Return the full material exactly.

(Object point labels)
** Begin **
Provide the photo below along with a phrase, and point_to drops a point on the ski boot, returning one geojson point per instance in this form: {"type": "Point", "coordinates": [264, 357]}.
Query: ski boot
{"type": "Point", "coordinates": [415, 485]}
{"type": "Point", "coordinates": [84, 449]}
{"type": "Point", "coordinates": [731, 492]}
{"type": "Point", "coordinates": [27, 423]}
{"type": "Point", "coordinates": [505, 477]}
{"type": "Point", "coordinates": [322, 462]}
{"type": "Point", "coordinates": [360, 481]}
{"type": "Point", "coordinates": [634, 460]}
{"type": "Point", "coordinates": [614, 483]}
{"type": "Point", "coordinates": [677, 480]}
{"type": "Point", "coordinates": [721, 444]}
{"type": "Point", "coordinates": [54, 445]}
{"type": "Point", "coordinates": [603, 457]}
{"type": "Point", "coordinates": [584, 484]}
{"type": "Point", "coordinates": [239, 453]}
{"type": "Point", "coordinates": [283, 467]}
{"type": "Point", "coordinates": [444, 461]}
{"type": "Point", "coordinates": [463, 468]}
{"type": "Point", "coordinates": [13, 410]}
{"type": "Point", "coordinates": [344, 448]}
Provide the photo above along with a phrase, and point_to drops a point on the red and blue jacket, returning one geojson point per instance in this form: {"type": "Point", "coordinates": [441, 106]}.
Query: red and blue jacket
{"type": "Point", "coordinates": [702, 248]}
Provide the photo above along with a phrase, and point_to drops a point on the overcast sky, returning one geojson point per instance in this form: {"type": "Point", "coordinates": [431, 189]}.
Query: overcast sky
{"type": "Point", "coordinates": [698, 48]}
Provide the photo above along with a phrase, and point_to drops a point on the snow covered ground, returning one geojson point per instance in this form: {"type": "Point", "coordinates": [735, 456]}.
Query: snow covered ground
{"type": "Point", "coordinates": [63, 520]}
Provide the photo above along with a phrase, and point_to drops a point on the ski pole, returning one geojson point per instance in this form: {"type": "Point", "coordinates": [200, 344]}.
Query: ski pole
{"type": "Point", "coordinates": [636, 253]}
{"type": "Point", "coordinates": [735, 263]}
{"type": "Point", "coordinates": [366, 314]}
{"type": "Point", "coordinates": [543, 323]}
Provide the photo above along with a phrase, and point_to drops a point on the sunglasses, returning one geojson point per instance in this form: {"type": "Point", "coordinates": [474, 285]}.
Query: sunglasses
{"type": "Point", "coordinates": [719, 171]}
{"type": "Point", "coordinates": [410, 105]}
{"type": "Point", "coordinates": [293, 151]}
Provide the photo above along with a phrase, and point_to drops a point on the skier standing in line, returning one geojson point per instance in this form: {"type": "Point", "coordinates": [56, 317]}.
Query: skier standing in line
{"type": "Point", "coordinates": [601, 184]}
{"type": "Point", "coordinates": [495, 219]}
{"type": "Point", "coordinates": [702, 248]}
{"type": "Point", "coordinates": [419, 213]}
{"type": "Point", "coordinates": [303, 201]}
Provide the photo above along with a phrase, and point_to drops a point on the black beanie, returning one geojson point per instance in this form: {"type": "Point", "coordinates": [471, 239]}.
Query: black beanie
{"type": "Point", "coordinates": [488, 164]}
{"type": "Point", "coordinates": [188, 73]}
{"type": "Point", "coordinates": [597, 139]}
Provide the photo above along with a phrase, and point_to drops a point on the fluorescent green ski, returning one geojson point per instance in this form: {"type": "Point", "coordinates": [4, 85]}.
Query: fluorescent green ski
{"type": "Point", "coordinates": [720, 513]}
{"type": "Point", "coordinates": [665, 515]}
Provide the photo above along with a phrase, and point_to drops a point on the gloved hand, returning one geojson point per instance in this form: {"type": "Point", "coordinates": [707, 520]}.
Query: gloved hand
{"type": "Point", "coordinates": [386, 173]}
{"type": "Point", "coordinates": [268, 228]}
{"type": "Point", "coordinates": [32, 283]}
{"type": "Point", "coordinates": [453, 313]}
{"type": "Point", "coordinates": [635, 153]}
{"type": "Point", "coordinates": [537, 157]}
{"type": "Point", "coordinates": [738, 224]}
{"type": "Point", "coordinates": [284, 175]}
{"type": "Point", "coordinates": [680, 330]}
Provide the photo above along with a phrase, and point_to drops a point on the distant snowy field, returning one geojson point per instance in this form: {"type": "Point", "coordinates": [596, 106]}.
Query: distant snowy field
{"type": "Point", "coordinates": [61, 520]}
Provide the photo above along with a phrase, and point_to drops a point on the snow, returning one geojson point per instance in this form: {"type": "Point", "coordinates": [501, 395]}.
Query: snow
** End **
*RESULT BELOW*.
Provide the photo below along with a phrase, and point_to drops a point on the ski boot, returning one geojson point per instance in this form: {"type": "Point", "coordinates": [264, 357]}.
Query: ski boot
{"type": "Point", "coordinates": [415, 485]}
{"type": "Point", "coordinates": [84, 449]}
{"type": "Point", "coordinates": [731, 492]}
{"type": "Point", "coordinates": [27, 423]}
{"type": "Point", "coordinates": [505, 477]}
{"type": "Point", "coordinates": [322, 462]}
{"type": "Point", "coordinates": [360, 481]}
{"type": "Point", "coordinates": [634, 460]}
{"type": "Point", "coordinates": [614, 483]}
{"type": "Point", "coordinates": [677, 480]}
{"type": "Point", "coordinates": [721, 444]}
{"type": "Point", "coordinates": [54, 445]}
{"type": "Point", "coordinates": [603, 457]}
{"type": "Point", "coordinates": [584, 484]}
{"type": "Point", "coordinates": [239, 453]}
{"type": "Point", "coordinates": [283, 467]}
{"type": "Point", "coordinates": [444, 461]}
{"type": "Point", "coordinates": [463, 468]}
{"type": "Point", "coordinates": [13, 410]}
{"type": "Point", "coordinates": [344, 448]}
Provide the photo above along with a phrase, and point_to drops a point on the red and blue jacket, returning one geojson point per instance in this form: {"type": "Point", "coordinates": [441, 106]}.
Query: red and blue jacket
{"type": "Point", "coordinates": [702, 248]}
Provide the photo above along with a phrase, and point_to drops a point on the overcast sky, returning one geojson point per instance in this form: {"type": "Point", "coordinates": [431, 189]}.
Query: overcast sky
{"type": "Point", "coordinates": [698, 48]}
Provide the photo above along with a phrase, and point_to drops a point on the snow covered ground, returning one geojson point per instance in this form: {"type": "Point", "coordinates": [735, 456]}.
Query: snow covered ground
{"type": "Point", "coordinates": [63, 520]}
Provide the photo above along with a phrase, and point_to drops a point on the ski pole, returning one geojson point per instance in this form: {"type": "Point", "coordinates": [200, 344]}.
Query: ski pole
{"type": "Point", "coordinates": [636, 253]}
{"type": "Point", "coordinates": [735, 263]}
{"type": "Point", "coordinates": [366, 314]}
{"type": "Point", "coordinates": [543, 323]}
Provide the photo above along with a phrase, and point_to drops a point on the sunglasses, returning one geojson point per instance in this form: {"type": "Point", "coordinates": [474, 285]}.
Query: sunglasses
{"type": "Point", "coordinates": [719, 171]}
{"type": "Point", "coordinates": [410, 105]}
{"type": "Point", "coordinates": [293, 151]}
Provide the photo above along with a phrase, and point_to drops a point on the skier standing in line, returning one geojson point per instance in this form: {"type": "Point", "coordinates": [56, 317]}.
Query: skier standing in line
{"type": "Point", "coordinates": [601, 184]}
{"type": "Point", "coordinates": [495, 219]}
{"type": "Point", "coordinates": [702, 248]}
{"type": "Point", "coordinates": [419, 213]}
{"type": "Point", "coordinates": [303, 201]}
Provide the photo above along with a phrase, and point_to drops a point on the black beanie, returning one geojson point per instance in this form: {"type": "Point", "coordinates": [471, 239]}.
Query: black beanie
{"type": "Point", "coordinates": [488, 164]}
{"type": "Point", "coordinates": [188, 73]}
{"type": "Point", "coordinates": [597, 139]}
Provide the photo above along with a phrase, and point_to drops a point on the fluorescent green ski, returning one geojson point per instance in this form: {"type": "Point", "coordinates": [4, 85]}.
Query: fluorescent green ski
{"type": "Point", "coordinates": [720, 513]}
{"type": "Point", "coordinates": [665, 515]}
Provide the photo above along with a phrase, and point_to drops a point on the gloved hand, returning one geojson point per instance in this form: {"type": "Point", "coordinates": [707, 520]}.
Query: gloved hand
{"type": "Point", "coordinates": [386, 173]}
{"type": "Point", "coordinates": [268, 228]}
{"type": "Point", "coordinates": [32, 283]}
{"type": "Point", "coordinates": [453, 313]}
{"type": "Point", "coordinates": [635, 153]}
{"type": "Point", "coordinates": [537, 157]}
{"type": "Point", "coordinates": [738, 224]}
{"type": "Point", "coordinates": [284, 175]}
{"type": "Point", "coordinates": [680, 330]}
Provide the photo above along with a phrase, and point_to drops a point on the distant snowy field, returning one geojson point per instance in this form: {"type": "Point", "coordinates": [596, 106]}.
Query: distant snowy field
{"type": "Point", "coordinates": [61, 520]}
Provide the photo above along with a phrase, and point_to drops a point on the snow, returning one geojson point per instance in this form: {"type": "Point", "coordinates": [501, 395]}.
Query: snow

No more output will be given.